* [Problem to solve]:
How many lines in the items below contain the string "bald"? Case matters, so match uppercase and lowercase letters exactly, and reply with the number only.

───

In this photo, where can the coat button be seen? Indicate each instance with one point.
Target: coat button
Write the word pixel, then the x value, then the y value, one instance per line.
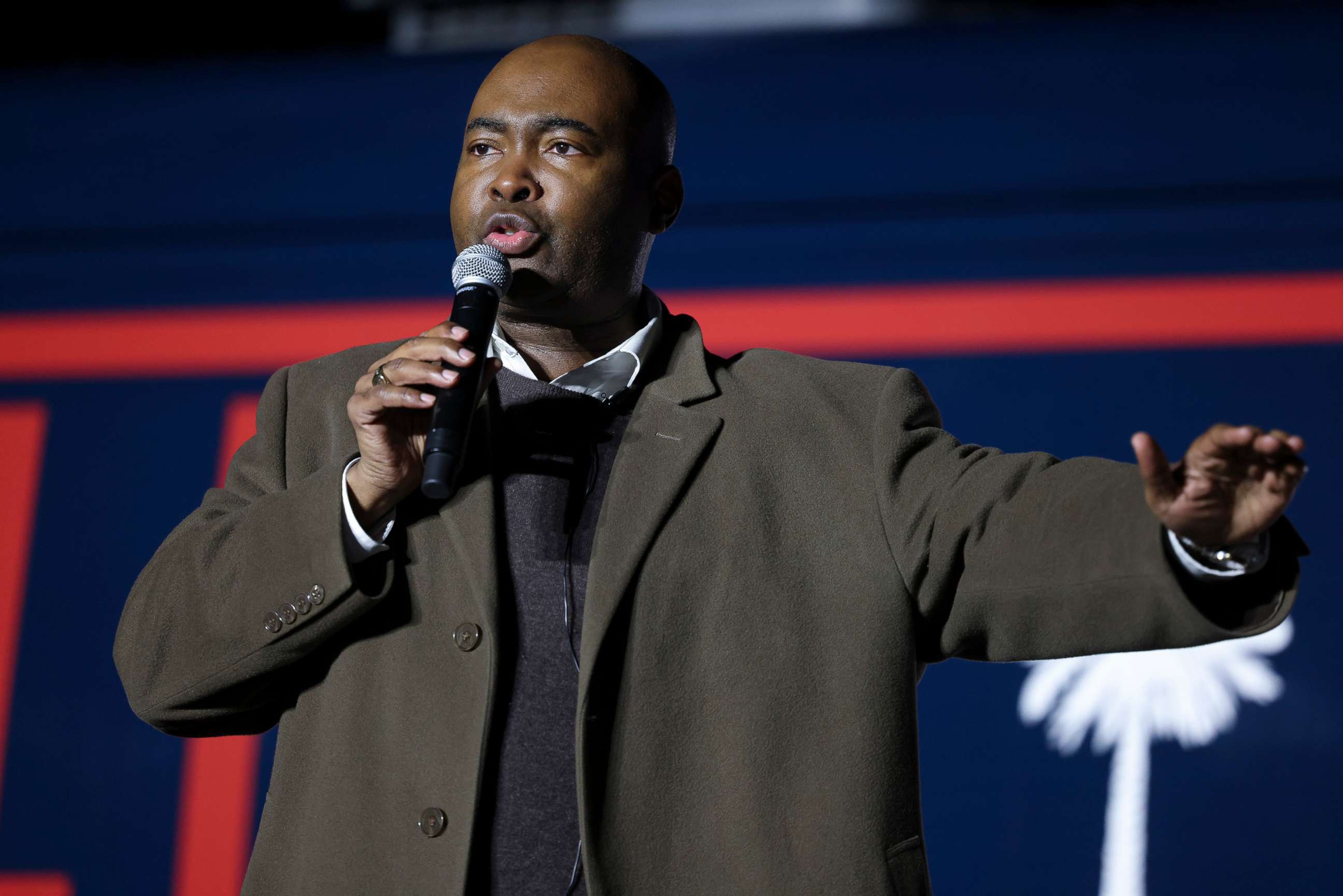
pixel 433 821
pixel 468 636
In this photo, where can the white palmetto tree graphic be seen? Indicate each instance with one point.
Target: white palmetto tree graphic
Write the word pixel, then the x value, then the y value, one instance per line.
pixel 1128 700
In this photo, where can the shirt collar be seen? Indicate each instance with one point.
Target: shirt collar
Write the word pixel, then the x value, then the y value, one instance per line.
pixel 602 378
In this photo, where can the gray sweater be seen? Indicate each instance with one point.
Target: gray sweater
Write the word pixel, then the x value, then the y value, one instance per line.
pixel 551 459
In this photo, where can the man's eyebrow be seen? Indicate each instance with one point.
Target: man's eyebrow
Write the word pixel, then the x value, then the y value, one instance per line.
pixel 555 123
pixel 485 123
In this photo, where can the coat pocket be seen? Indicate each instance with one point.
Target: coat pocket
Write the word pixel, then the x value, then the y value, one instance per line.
pixel 908 868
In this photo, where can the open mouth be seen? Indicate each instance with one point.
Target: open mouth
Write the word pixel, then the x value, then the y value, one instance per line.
pixel 511 234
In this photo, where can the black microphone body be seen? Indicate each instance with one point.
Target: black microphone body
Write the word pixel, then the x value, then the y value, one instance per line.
pixel 475 308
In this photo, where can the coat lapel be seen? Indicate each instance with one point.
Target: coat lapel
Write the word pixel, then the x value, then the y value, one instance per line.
pixel 663 446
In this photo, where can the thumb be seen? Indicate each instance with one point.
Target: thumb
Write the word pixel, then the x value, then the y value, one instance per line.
pixel 1158 477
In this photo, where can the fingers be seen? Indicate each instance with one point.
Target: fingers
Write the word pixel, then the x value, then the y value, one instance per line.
pixel 432 346
pixel 1157 471
pixel 406 371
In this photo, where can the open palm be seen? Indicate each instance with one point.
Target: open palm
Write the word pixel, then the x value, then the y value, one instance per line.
pixel 1231 486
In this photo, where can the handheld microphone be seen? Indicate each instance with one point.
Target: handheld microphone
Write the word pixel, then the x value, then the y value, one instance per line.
pixel 480 277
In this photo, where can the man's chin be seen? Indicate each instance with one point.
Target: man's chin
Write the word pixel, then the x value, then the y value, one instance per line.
pixel 534 292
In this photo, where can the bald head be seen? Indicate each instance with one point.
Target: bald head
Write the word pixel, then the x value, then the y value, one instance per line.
pixel 567 168
pixel 636 94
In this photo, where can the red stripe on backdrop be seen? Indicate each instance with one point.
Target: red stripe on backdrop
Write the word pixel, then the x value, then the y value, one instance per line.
pixel 856 321
pixel 35 884
pixel 24 428
pixel 217 804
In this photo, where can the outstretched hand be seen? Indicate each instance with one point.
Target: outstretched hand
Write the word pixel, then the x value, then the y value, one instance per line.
pixel 1233 482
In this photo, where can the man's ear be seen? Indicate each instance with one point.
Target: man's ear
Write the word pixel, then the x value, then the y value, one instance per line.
pixel 666 194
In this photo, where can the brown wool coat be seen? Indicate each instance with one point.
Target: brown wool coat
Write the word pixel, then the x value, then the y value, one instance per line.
pixel 785 545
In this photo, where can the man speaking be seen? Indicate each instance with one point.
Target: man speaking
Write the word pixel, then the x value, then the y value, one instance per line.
pixel 665 638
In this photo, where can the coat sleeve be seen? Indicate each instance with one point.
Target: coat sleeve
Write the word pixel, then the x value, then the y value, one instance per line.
pixel 1025 557
pixel 192 648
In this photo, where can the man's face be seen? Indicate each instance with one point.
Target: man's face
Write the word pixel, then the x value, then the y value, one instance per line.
pixel 548 176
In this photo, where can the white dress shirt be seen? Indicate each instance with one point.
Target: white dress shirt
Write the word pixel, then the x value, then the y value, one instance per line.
pixel 606 377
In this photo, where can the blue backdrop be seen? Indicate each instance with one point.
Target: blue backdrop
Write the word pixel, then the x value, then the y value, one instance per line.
pixel 1084 147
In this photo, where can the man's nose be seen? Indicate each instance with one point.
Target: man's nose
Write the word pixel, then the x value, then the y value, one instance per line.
pixel 515 184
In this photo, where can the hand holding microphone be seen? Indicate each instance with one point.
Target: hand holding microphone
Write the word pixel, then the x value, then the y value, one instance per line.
pixel 411 425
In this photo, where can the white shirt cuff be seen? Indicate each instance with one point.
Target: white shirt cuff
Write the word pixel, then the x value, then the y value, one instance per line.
pixel 1209 568
pixel 360 545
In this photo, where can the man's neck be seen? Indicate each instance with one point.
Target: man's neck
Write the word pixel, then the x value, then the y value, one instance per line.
pixel 554 350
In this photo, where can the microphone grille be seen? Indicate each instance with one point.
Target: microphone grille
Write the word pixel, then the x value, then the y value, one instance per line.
pixel 482 265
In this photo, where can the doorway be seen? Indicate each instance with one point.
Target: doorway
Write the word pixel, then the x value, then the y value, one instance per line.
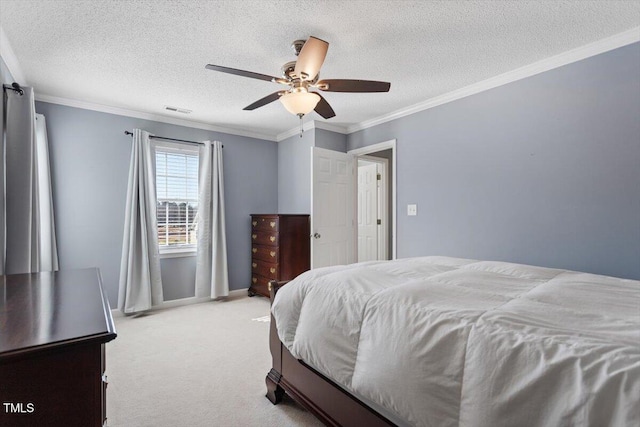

───

* [Correct response]:
2